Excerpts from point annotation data
-------

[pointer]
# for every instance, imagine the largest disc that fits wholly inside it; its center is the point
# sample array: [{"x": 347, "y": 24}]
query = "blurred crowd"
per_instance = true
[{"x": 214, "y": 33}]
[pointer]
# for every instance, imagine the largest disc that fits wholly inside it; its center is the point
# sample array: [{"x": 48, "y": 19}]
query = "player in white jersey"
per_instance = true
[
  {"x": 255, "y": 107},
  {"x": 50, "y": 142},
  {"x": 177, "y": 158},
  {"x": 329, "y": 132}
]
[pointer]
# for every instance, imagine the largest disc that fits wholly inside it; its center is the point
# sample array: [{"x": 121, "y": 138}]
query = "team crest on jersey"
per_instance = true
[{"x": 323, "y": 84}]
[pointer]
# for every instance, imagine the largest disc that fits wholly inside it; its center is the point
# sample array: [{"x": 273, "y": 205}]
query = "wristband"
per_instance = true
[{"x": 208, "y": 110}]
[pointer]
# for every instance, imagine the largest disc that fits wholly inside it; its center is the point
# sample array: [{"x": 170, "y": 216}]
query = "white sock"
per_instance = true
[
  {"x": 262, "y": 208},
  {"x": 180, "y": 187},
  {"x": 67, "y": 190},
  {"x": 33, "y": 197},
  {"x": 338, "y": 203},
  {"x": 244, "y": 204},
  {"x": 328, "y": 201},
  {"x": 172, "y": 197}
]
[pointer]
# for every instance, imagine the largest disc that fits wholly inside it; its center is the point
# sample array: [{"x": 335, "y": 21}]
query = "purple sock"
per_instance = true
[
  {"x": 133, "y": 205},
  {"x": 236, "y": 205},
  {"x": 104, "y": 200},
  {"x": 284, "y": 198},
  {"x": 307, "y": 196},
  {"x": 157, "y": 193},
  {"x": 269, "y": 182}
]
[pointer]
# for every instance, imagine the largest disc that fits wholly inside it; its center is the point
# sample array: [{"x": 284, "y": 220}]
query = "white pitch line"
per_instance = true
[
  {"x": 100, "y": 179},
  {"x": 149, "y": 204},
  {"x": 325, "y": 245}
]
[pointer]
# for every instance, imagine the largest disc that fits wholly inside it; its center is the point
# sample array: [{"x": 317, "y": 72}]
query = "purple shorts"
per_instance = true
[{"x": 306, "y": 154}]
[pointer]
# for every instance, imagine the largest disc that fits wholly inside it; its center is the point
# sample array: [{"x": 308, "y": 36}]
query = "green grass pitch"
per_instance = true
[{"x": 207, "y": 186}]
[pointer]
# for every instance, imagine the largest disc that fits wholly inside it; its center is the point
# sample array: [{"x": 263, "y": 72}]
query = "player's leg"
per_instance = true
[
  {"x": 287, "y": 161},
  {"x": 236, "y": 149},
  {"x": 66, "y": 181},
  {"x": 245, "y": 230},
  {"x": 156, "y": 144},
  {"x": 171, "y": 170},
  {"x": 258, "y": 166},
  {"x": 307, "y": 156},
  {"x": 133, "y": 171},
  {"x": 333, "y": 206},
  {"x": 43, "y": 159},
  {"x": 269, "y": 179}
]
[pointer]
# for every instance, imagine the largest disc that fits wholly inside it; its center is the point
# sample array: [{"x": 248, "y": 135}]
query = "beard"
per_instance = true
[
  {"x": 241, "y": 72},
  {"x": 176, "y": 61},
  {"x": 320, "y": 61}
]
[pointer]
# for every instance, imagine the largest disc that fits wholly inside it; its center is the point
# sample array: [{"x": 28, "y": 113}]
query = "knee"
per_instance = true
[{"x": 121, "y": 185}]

-------

__WHAT THE TASK REQUIRES__
Repeat the whole listing exactly, keeping every line intact.

__TASK OUTPUT__
[pointer]
# for every instance, imagine the largest disc that fits wholly inside it; its center is the point
# sample array: [{"x": 347, "y": 24}]
query = "blurred crowd"
per_instance = true
[{"x": 214, "y": 33}]
[pointer]
# for every instance, imagine the largest disc that fits wholly inside it; its center is the point
# sample array: [{"x": 48, "y": 19}]
query = "player in white jersey"
per_instance = true
[
  {"x": 255, "y": 107},
  {"x": 50, "y": 142},
  {"x": 177, "y": 158},
  {"x": 329, "y": 132}
]
[pointer]
# for every instance, imagine the largest disc that fits wholly inside it; its center is the point
# sample array: [{"x": 121, "y": 138}]
query = "team crest on jersey"
per_instance = true
[{"x": 323, "y": 84}]
[pointer]
# for every instance, imagine the largest disc that fits wholly inside it; its center is the point
# sample array: [{"x": 273, "y": 205}]
query = "wristband"
per_instance = true
[{"x": 208, "y": 110}]
[pointer]
# for every instance, imagine the largest disc that fits wholly inside it; its center is the point
# sample array: [{"x": 170, "y": 216}]
query = "white sock"
per_instance = true
[
  {"x": 262, "y": 208},
  {"x": 180, "y": 187},
  {"x": 67, "y": 190},
  {"x": 33, "y": 197},
  {"x": 338, "y": 203},
  {"x": 244, "y": 204},
  {"x": 328, "y": 201},
  {"x": 172, "y": 197}
]
[pointer]
# for every instance, imagine the largest disc that fits wholly inside it; its center is the point
# sample array: [{"x": 335, "y": 21}]
query = "purple sock"
per_instance = true
[
  {"x": 133, "y": 205},
  {"x": 236, "y": 205},
  {"x": 104, "y": 200},
  {"x": 284, "y": 198},
  {"x": 307, "y": 196},
  {"x": 157, "y": 193},
  {"x": 269, "y": 182}
]
[pointer]
# for every instance, imagine the largest disc that fits wholly inside it; its center is the point
# sample array: [{"x": 284, "y": 220}]
query = "white pitch line"
per_instance = true
[
  {"x": 100, "y": 179},
  {"x": 149, "y": 204},
  {"x": 325, "y": 245}
]
[pointer]
# for every instance, imagine the largest disc that fits wholly inside it; its center is the point
# sample array: [{"x": 317, "y": 72}]
query = "purple shorts"
per_instance = true
[{"x": 306, "y": 154}]
[pointer]
# for every instance, imagine the largest disc that fits wholly inside it; its center is the point
# sample array: [{"x": 308, "y": 36}]
query = "green grass pitch"
per_instance = true
[{"x": 207, "y": 186}]
[pointer]
# for every instance, imagine the largest disc that fits wholly inside it; its center is the point
# sample array: [{"x": 263, "y": 72}]
query = "player's leg"
per_instance = true
[
  {"x": 287, "y": 161},
  {"x": 236, "y": 149},
  {"x": 66, "y": 181},
  {"x": 245, "y": 230},
  {"x": 156, "y": 144},
  {"x": 171, "y": 170},
  {"x": 258, "y": 166},
  {"x": 307, "y": 156},
  {"x": 133, "y": 171},
  {"x": 333, "y": 206},
  {"x": 43, "y": 159},
  {"x": 269, "y": 179}
]
[pointer]
# for every instance, imagine the largest disc that fits wholly inside it; its center is the point
# sample array: [{"x": 248, "y": 135}]
query = "beard"
per_instance = true
[
  {"x": 241, "y": 72},
  {"x": 176, "y": 61},
  {"x": 320, "y": 61}
]
[pointer]
# for every instance, imagine the largest disc that fits wholly inside it; its center is the point
# sample array: [{"x": 28, "y": 113}]
query = "knee"
per_instance = true
[{"x": 121, "y": 185}]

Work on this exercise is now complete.